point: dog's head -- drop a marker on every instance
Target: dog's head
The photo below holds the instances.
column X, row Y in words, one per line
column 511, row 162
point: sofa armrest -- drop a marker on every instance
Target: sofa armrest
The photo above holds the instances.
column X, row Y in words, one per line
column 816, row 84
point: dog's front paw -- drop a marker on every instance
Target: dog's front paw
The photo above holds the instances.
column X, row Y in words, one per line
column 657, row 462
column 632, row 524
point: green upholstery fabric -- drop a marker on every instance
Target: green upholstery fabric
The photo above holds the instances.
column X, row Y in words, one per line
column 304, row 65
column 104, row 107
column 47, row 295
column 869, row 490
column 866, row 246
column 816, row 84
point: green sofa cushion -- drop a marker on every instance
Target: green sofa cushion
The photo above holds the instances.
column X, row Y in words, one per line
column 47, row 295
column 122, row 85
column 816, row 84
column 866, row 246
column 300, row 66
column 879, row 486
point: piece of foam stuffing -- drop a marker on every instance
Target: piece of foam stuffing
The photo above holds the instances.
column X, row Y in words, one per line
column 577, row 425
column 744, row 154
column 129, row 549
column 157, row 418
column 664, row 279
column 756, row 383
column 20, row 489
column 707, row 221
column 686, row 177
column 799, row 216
****************************************
**Problem details:**
Go line by line through the material and count the lines holding the word "head". State only the total.

**Answer for the task:**
2